**SELECTED TEXT**
The act brings Friar Jose Olallo Valdes, a member of the Hospitaller Order of St. John of God, to within one step of sainthood.

Olallo was born in 1820 and abandoned at a Havana orphanage. He came to the central city of Camaguey to take his religious vows at 15 and stayed the rest of his life, earning his nickname by caring for the needy and chronically ill. He died in 1889 at age 69.

Beatification declares a departed person's ability to intercede on the part of the faithful who pray to him. Olallo is credited with a miracle in 1999, when a 3-year-old girl with an abdominal tumor made an unlikely recovery after her family prayed to him for help.

The girl, Daniela Cabrera Ramos, now 12, attended the ceremony. "I am happy," she said. "He gave me happiness and strength. He gave me a miracle, and I think he can do it for many children or people who are sick."

Cabrera's mother, Yamila Ramos, broke down in tears. "Daniela had terminal, very aggressive cancer," said the 45-year-old economist.

Authorities erected a large, open-air cathedral in Camaguey's Plaza de la Caridad, and Cuba's 77-year-old president made a previously unannounced appearance, wearing a gray suit and taking a seat in the front row.

The beatification and Raul Castro's attendance could help further improve the once icy relationship between the church and Cuba's communist government.

The single-party communist government never outlawed religion, but expelled priests and closed religious schools when Fidel Castro took power in January 1959.

Pope Benedict XVI released a statement saying he hoped Olallo's beatification will "give renewed apostolic vitality" to religious Cubans.

Tensions eased between Cuba and the church in the early 1990s when the government removed references to atheism in the constitution and let believers of all faiths join the Communist Party. They warmed more when Pope John Paul II visited in 1998.

Jose Saraiva, prefect emeritus of the Congregation for the Causes of Saints, the Vatican's saint-making office, traveled to Cuba from Rome for the ceremony.

Officials released a collection of doves and rang church bells, ending the ceremony with a procession through the city of Camaguey bearing Olallo's remains in a gold-colored urn.

The Cuban Roman Catholic Church started the process of beatifying Olallo in 1989, the 100th anniversary of his death. His is the first beatification in Cuba, but he is not the first Cuban to be beatified.

Cuban-born Augustinian deacon Jose Lopez Piteira was beatified in Rome last year. He did most of his work in Spain, where he was shot in 1936 during the civil war.

**COMPLETE THE FOLLOWING**
1 - Reproduce the Olallo beatification article word for word, everything from "Cabrera's mother, Yamila" down to "to religious Cubans.".
2 - According to the Olallo beatification article, why is Olallo credited with a miracle?
3 - Answer these from the Olallo beatification article:
(a) In what year was Olallo born?
(b) Who traveled to Cuba from Rome for the ceremony?
(c) In what year did Pope John Paul II visit Cuba?
The entries that follow were taken from a separate source.

[Stored data]
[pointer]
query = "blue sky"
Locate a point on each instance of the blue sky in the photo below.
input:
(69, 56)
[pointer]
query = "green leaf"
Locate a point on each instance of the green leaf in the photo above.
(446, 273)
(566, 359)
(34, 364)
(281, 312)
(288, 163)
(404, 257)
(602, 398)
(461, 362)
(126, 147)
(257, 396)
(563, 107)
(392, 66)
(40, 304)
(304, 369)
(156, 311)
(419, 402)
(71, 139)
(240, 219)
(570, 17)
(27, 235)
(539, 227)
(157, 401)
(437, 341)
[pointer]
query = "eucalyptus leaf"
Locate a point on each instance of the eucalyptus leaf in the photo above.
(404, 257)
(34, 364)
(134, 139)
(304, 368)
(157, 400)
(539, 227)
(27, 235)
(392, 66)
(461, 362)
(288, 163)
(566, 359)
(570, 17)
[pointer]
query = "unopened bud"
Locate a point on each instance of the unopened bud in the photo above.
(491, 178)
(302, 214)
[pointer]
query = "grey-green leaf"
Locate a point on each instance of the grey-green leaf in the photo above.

**EXPECTED RESULTS**
1 -
Cabrera's mother, Yamila Ramos, broke down in tears. "Daniela had terminal, very aggressive cancer," said the 45-year-old economist.

Authorities erected a large, open-air cathedral in Camaguey's Plaza de la Caridad, and Cuba's 77-year-old president made a previously unannounced appearance, wearing a gray suit and taking a seat in the front row.

The beatification and Raul Castro's attendance could help further improve the once icy relationship between the church and Cuba's communist government.

The single-party communist government never outlawed religion, but expelled priests and closed religious schools when Fidel Castro took power in January 1959.

Pope Benedict XVI released a statement saying he hoped Olallo's beatification will "give renewed apostolic vitality" to religious Cubans.

2 - In 1999, a 3-year-old girl with an abdominal tumor made an unlikely recovery after her family prayed to him for help. The girl is Daniela Cabrera Ramos, whose mother said she had terminal, very aggressive cancer.

3 -
(a) 1820
(b) Jose Saraiva, prefect emeritus of the Congregation for the Causes of Saints
(c) 1998